Omar and I went to our old Kazakh professor's birthday party (Marzhan in the center).  We conversed mostly in Russian and some Kazakh, but both managed to participate in the very Kazakh tradition of toasting.  I can say that I made a heartfelt -- if not totally grammatically correct -- toast in Kazakh and Russian, which has been one of my language successes here, so far!
As for me, personally, the results are mixed.  

My grasp of Kazakh was tenuous at best when I arrived.  Though my comprehension skills are fair, I had to come to terms with the fact that I speak the language like a child.  In fact, the three five-year-old girls who live on my hallway explode into giggles every time I attempt a conversation in Kazakh with them.  (True, they generally giggle at everything, but, to be fair to them, my Kazakh is also just that bad).  In other situations, people appear generally confused when they hear a foreigner speaking Kazakh (or my Kazakh accent is so horrendous that they can't understand it) because my few attempts to use Kazakh on public transportation or at restaurants have been met with a blank stare or a rapid response in Russian.  Unfortunately, this negative experience has largely made me wary of trying to speak Kazakh in public, which is antithetical to my goal of practicing it.  I had set-up a semi-language exchange with one of the Kazakh language teachers, but both our schedules are so full, our meetings are too sporadic for it to be truly beneficial.  I'm beginning to think I need to take a 10-day trip to an aul -- a village -- where no one speaks anything but Kazakh, if I hope to gain some passable skills in this language I've lost a lot of sleep and hair studying (not to mention learning all the different words for parts of the horse!).  

Part of the problem, unfortunately, is the ubiquitous nature of Russian in Astana, and my reliance on the fact that I can, at least, interact with strangers in Russian, if not Kazakh.  On the whole, it's not a bad problem to have.  While even my Russian has its limitations -- the aforementioned toilet paper debacle being one of them -- my latent knowledge of the language is enough to get me through most situations where I need it: taking a taxi, haggling at the bazaar, asking for directions when I'm lost, complaining to the facilities manager about the seemingly random electrical outages in my room, chatting with my neighbors in the dorm. 

A Russian-language student performance of "Chicago" I went to see at Eurasian National University.  I understood about 80 percent of what they said (to be fair, I do have the soundtrack memorized from sophomore year in college). 
Oddly enough, I feel most comfortable when I can mix both Russian and Kazakh, knowing full well that this will do little to improve my skills in either language.  At work, my one regular non-English interaction occurs with one of the cleaning ladies on the first floor with whom I generally converse in this peculiar mix of Russian and Kazakh (in return, I occasionally teach her American colloquialisms like "that's cool" and "no problem" -- we're working our way up to "what's up dawg?").  Besides being one of my big cheerleaders -- she never fails to remind me how awesome I am for knowing Russian and Kazakh -- it's a reminder that though my skills are limited, rusty, and, occasionally, pointless, they allow me to feel less isolated from the world around me.

────────────────────────────────────────

(Goal 1): Repeat everything in the passage about learning Kazakh in Astana from "Omar and I went" down to "here, so far!".
(Goal 2): According to the passage about learning Kazakh in Astana, how much of the Russian-language student performance of "Chicago" did the writer understand?
(Goal 3): Pick up the passage about learning Kazakh in Astana after its final sentence and continue it.

(Recorded information):
────────────────────────────────────────

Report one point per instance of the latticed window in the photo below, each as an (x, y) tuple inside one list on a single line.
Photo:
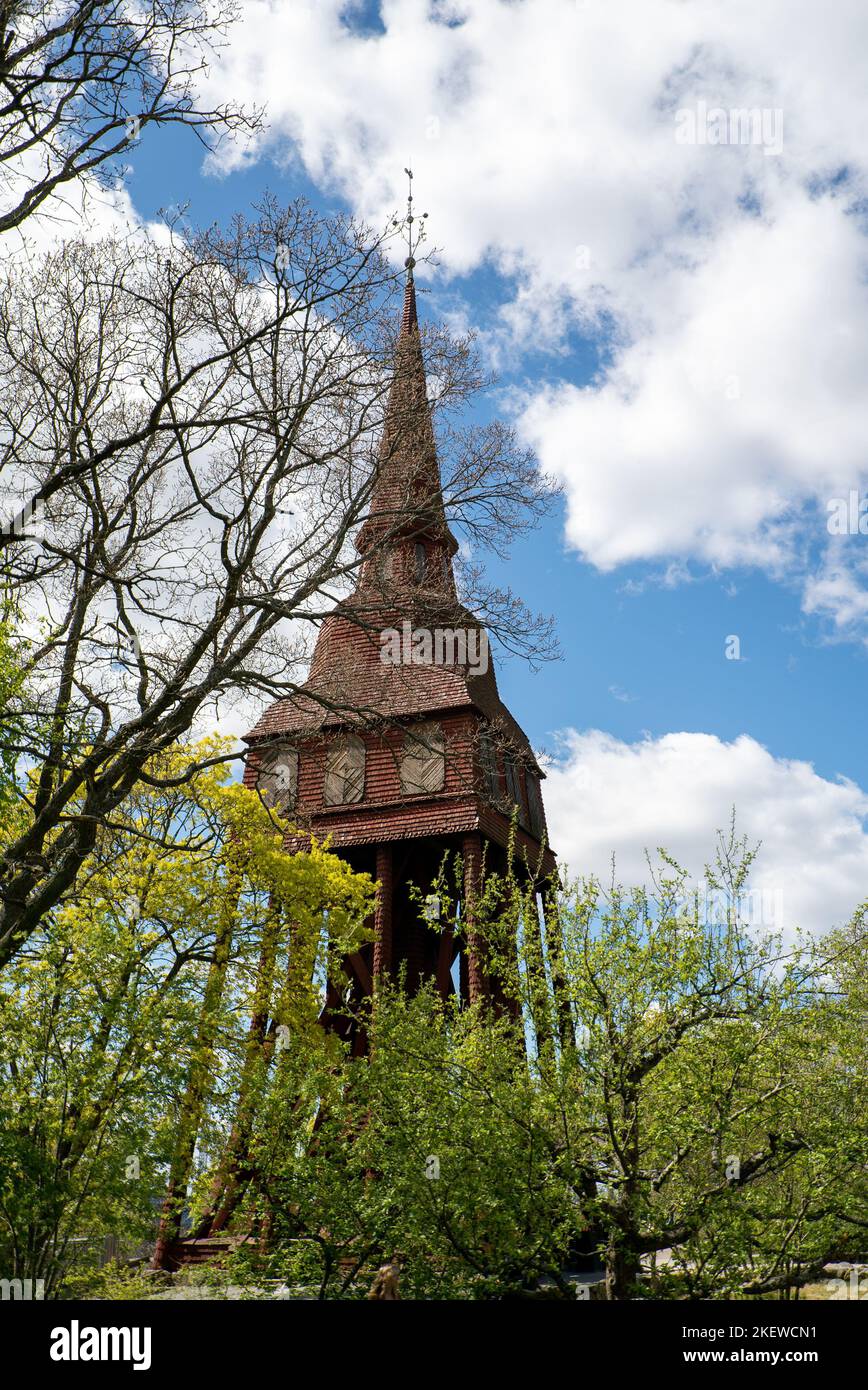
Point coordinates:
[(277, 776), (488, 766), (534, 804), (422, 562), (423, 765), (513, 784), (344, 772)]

────────────────────────────────────────

(Written reply 1):
Omar and I went to our old Kazakh professor's birthday party (Marzhan in the center).  We conversed mostly in Russian and some Kazakh, but both managed to participate in the very Kazakh tradition of toasting.  I can say that I made a heartfelt -- if not totally grammatically correct -- toast in Kazakh and Russian, which has been one of my language successes here, so far!

(Written reply 2): About 80 percent.

(Written reply 3):
I have often wondered if I would have the temerity to survive in a country without knowing the language; now, I am more sure than ever that I would not.  While I am by nature a bit of a misanthrope, I derive a certain masochistic pleasure in engaging strangers in conversation (a good skill for a former reporter, I suppose), and the ability to interact with people I don't know has made me feel more at home here in Kazakhstan.  So while I can't always think of the right words in the situation, my Russian, at least, has allowed me a certain semblance of normalcy I am glad to have, even if it means occasionally flubbing case endings (ugh, genitive plural is still my worst enemy), talking around a vocabulary word I simply can't remember, or learning the hard way to check for toilet paper before I get down to business. 

Saturday, October 20, 2012

"But you're not an American" and other fun conversations

I confuse a lot of people in Kazakhstan.  

Thanks to a steady diet of Bollywood movies, and a warm relationship between the USSR and India during the Cold War, the average Kazakhstani is far better at differentiating Indians from other "brown" peoples than the average American will ever be.  There's no chance of anyone here ever thinking that I'm Mexican, for example, or an Arab.  However, they're still confused when I tell them I'm an American -- and that's when every ordinary conversation turns into a mini discussion about ethnicity, nation and citizenship.  (Grad school Poli Sci friends, I feel like it's Fall 2011 again!).  

A couple of weeks ago, I dropped by the little store in the dormitory to pick up some butter.  As I was counting out change to pay the cashier, he quipped, "what's your nationality?" (Not a bizarre question in these parts, by any means).  Without thinking about the intent of the question, I answered "Oh, I'm an American. I'm teaching here."  "But you're Indian."  "Well, yes, my family is from India and I was born there."  "So, you are Indian."  "Well, I think of myself as an American."  Perhaps he sensed my irritation/confusion at that point, so he smiled and said: "OK, so you're American of previous Indian origin."  "OK, I can agree with that."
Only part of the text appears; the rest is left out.